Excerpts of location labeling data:

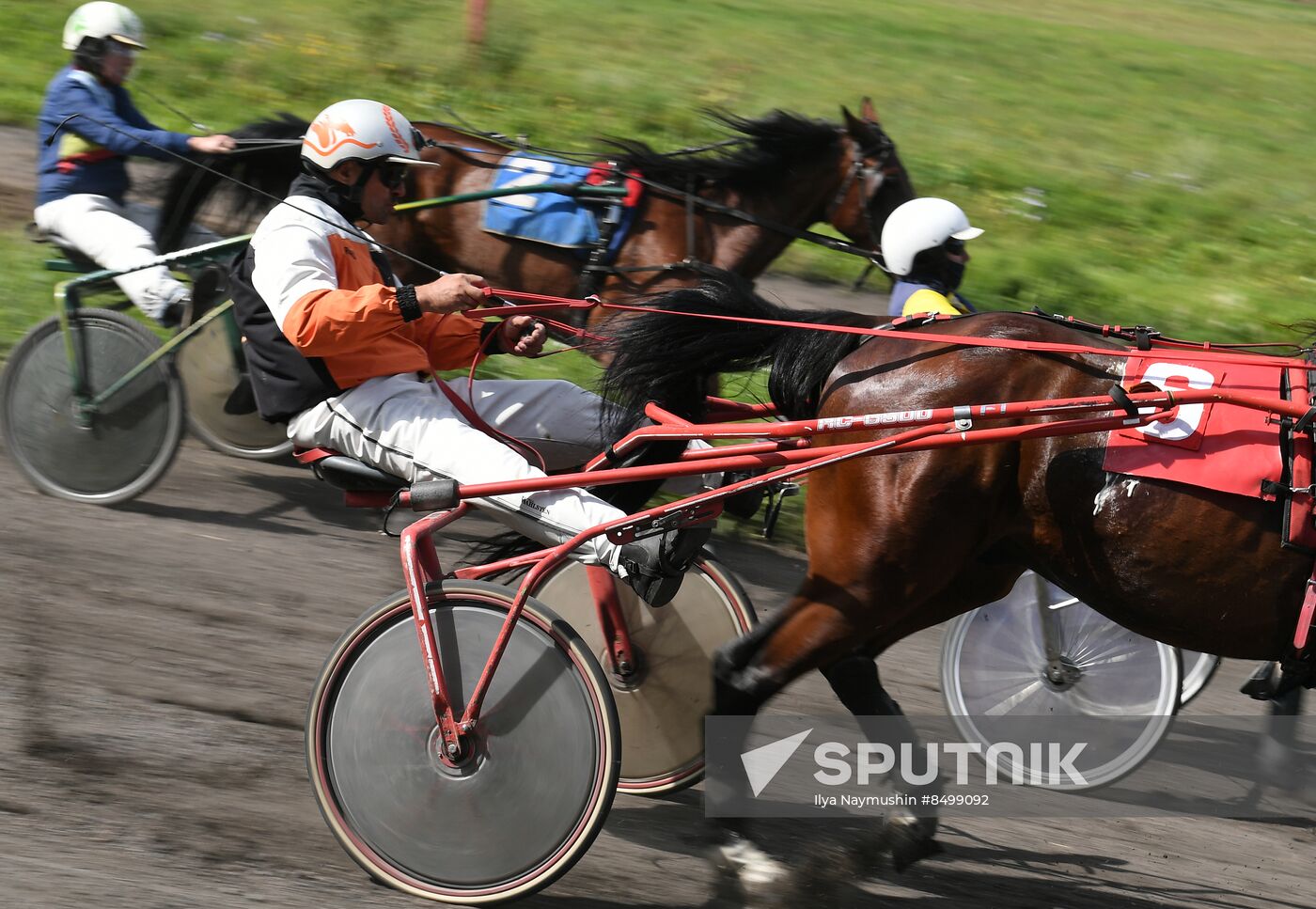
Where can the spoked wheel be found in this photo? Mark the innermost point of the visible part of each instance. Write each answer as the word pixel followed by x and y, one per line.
pixel 995 668
pixel 662 700
pixel 208 365
pixel 536 787
pixel 127 445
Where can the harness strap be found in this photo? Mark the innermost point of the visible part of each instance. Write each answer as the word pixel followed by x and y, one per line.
pixel 1305 618
pixel 1305 422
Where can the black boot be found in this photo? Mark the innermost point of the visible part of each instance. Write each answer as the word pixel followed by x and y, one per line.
pixel 657 565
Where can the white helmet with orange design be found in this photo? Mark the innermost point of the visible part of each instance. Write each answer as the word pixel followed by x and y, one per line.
pixel 361 131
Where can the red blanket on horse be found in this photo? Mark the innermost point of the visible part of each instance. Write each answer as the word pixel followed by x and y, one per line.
pixel 1219 447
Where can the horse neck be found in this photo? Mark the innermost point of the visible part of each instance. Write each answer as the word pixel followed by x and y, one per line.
pixel 746 247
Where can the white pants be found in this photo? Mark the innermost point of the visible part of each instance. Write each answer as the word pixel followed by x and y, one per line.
pixel 118 237
pixel 408 427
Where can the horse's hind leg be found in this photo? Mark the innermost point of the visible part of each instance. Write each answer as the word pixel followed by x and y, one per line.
pixel 858 685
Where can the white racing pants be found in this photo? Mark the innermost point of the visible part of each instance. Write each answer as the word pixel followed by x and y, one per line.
pixel 118 237
pixel 410 428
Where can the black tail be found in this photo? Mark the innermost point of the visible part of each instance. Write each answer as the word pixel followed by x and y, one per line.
pixel 668 358
pixel 270 168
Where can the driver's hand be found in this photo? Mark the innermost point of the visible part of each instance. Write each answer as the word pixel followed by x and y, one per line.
pixel 451 293
pixel 212 145
pixel 522 336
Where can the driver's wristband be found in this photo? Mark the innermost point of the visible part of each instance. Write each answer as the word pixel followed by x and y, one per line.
pixel 407 303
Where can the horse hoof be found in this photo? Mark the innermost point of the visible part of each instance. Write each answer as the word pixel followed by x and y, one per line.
pixel 908 845
pixel 756 872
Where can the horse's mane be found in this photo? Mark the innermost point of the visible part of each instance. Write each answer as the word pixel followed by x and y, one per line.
pixel 773 145
pixel 267 168
pixel 668 358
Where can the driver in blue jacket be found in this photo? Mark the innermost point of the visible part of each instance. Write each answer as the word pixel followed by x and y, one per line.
pixel 88 128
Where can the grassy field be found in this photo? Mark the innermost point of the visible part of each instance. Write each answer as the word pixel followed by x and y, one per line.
pixel 1147 161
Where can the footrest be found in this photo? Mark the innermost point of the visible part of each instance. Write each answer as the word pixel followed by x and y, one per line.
pixel 349 474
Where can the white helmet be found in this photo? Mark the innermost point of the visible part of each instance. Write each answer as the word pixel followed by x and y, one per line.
pixel 917 226
pixel 364 131
pixel 104 20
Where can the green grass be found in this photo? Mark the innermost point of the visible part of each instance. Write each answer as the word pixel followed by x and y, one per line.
pixel 1132 162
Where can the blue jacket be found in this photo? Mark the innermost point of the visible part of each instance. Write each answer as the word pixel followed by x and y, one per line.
pixel 89 157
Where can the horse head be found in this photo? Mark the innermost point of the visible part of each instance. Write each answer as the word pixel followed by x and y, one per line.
pixel 875 181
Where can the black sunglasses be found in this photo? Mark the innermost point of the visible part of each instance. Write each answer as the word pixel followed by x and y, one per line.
pixel 391 174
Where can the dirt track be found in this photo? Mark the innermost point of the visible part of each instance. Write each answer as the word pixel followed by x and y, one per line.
pixel 157 662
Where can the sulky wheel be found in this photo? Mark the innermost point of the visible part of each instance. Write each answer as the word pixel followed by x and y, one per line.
pixel 996 671
pixel 107 455
pixel 208 365
pixel 662 701
pixel 536 787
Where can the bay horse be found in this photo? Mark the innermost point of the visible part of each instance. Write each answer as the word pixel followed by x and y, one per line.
pixel 734 206
pixel 901 542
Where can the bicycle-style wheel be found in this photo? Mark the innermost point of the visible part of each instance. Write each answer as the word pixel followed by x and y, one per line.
pixel 208 365
pixel 1198 668
pixel 995 672
pixel 662 704
pixel 129 441
pixel 541 775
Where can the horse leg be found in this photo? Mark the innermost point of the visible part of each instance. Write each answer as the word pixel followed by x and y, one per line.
pixel 858 685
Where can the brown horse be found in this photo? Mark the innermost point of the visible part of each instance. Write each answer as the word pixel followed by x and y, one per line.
pixel 734 207
pixel 901 542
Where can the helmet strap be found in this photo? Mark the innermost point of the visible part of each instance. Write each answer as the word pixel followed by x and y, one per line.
pixel 934 269
pixel 89 55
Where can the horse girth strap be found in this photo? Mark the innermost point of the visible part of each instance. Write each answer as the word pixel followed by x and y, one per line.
pixel 1307 613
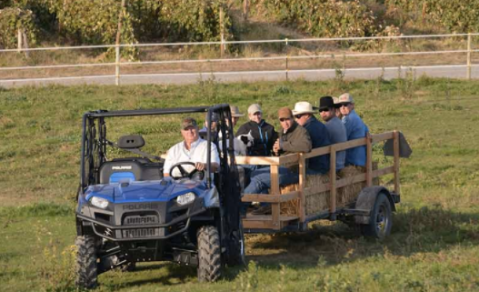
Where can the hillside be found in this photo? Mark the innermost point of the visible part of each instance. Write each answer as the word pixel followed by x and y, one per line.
pixel 45 22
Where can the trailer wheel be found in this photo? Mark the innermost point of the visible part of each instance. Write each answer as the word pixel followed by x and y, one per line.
pixel 380 221
pixel 209 254
pixel 87 268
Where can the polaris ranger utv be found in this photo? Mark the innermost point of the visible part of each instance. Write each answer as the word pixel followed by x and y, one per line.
pixel 128 212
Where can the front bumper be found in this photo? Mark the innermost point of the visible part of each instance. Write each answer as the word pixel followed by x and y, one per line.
pixel 157 221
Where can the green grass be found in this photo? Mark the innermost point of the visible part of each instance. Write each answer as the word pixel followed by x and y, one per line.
pixel 433 247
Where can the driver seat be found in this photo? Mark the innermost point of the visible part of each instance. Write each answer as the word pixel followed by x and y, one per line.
pixel 130 168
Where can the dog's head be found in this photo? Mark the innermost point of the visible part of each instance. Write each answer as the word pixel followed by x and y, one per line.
pixel 247 139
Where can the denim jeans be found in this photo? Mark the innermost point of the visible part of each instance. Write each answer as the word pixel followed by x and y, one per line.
pixel 261 182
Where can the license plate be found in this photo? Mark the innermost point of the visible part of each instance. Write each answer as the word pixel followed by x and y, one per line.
pixel 140 233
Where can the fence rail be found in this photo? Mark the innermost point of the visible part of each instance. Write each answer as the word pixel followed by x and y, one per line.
pixel 286 58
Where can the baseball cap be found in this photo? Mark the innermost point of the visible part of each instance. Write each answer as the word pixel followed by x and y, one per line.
pixel 188 122
pixel 254 108
pixel 326 102
pixel 235 111
pixel 284 112
pixel 214 117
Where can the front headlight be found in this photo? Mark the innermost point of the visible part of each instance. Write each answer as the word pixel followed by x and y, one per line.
pixel 99 202
pixel 186 198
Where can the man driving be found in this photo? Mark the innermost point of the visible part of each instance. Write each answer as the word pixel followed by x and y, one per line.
pixel 192 149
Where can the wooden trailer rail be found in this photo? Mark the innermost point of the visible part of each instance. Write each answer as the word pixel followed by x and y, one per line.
pixel 276 221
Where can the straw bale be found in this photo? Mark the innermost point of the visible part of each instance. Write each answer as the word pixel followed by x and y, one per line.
pixel 350 192
pixel 317 202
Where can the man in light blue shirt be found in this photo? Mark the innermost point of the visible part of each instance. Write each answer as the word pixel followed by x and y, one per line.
pixel 355 129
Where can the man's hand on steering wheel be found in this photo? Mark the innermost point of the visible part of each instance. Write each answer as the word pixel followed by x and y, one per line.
pixel 200 166
pixel 199 170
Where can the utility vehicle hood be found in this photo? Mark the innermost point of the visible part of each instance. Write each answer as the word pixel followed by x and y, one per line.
pixel 139 191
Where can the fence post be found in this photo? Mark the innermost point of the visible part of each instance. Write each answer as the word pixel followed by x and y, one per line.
pixel 287 59
pixel 118 41
pixel 222 31
pixel 117 64
pixel 19 40
pixel 469 41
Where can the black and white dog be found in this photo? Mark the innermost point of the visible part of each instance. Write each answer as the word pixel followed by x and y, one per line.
pixel 241 144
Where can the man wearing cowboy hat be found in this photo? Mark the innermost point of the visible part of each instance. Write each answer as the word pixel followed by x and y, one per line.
pixel 292 139
pixel 336 129
pixel 355 129
pixel 303 114
pixel 263 133
pixel 235 114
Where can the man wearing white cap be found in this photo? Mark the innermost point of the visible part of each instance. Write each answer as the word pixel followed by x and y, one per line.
pixel 263 133
pixel 355 129
pixel 235 114
pixel 303 114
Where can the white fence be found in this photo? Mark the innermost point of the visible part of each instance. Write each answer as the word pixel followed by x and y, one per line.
pixel 115 73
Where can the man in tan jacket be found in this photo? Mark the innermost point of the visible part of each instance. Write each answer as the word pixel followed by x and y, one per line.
pixel 293 139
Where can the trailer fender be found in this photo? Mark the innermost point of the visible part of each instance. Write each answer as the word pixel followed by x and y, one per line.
pixel 367 198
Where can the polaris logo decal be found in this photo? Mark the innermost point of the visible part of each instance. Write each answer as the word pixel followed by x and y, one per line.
pixel 121 167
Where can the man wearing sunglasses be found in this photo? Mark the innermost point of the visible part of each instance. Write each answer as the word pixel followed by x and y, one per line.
pixel 355 129
pixel 292 139
pixel 304 115
pixel 334 126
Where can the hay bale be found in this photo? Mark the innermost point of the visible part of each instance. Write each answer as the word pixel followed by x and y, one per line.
pixel 349 193
pixel 290 207
pixel 316 201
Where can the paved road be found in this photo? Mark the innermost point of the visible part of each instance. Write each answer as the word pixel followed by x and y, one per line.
pixel 458 72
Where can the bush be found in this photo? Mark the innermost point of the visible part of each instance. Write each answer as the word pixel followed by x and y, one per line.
pixel 13 19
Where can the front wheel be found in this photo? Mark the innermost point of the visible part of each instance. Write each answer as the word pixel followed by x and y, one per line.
pixel 380 221
pixel 87 267
pixel 237 254
pixel 209 254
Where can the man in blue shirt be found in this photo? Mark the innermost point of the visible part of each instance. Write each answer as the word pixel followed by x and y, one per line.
pixel 303 114
pixel 336 129
pixel 355 129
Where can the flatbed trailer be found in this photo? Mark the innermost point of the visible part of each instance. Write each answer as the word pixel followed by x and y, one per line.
pixel 317 200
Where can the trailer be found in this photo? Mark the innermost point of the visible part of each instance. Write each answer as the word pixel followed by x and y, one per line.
pixel 355 199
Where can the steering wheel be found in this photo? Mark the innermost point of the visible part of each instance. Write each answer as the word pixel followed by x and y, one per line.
pixel 184 173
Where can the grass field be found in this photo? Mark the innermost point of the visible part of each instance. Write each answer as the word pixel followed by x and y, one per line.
pixel 433 246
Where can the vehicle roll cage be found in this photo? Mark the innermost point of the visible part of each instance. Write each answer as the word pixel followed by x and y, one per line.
pixel 94 147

• What to do: Write out exactly the lines starting with the one that holds "Where can the bush" and running through the last line above.

• Full answer:
Where can the bush be found in this photo? Mark the innermost point of the visible part of each instance. Write each answer as the word pixel followed by x and y, one per line.
pixel 13 19
Where can the front wheel be found in this photo? Mark the innermost point of the visible part of each instance. Write each answer as the word pixel followed by x and y, one per line.
pixel 380 221
pixel 87 267
pixel 237 254
pixel 209 254
Where can the man in blue shirt be found in this photo? Mark the innermost point of the visible part of each instance. Write each answer as the word pixel followed by x and y, one per line.
pixel 303 114
pixel 336 129
pixel 355 129
Where can the flatbed trailer be found in this photo? Mark the innermost point of the visible part of each instance. Write each answer as the word pixel followed by x and y, one per line.
pixel 317 200
Where can the trailer be found in this photo? Mark the innermost point of the visible part of each instance. Write each answer as the word pixel followed by x and y, one per line.
pixel 355 199
Where can the steering wheel be found in this photo? Mark the innermost point of the visible part of each instance. Write each answer as the word pixel followed by x and y, one per line.
pixel 184 173
Where can the grass field be found in this photo? Mark the innermost point of the visible part of each instance. Write each answer as the word pixel followed by x and y, one per line.
pixel 433 246
Where can the vehicle roll cage be found in this photo? Mark the innermost point of the visible part of each instance. Write each answer as the word pixel followed by x and y, one per line.
pixel 94 147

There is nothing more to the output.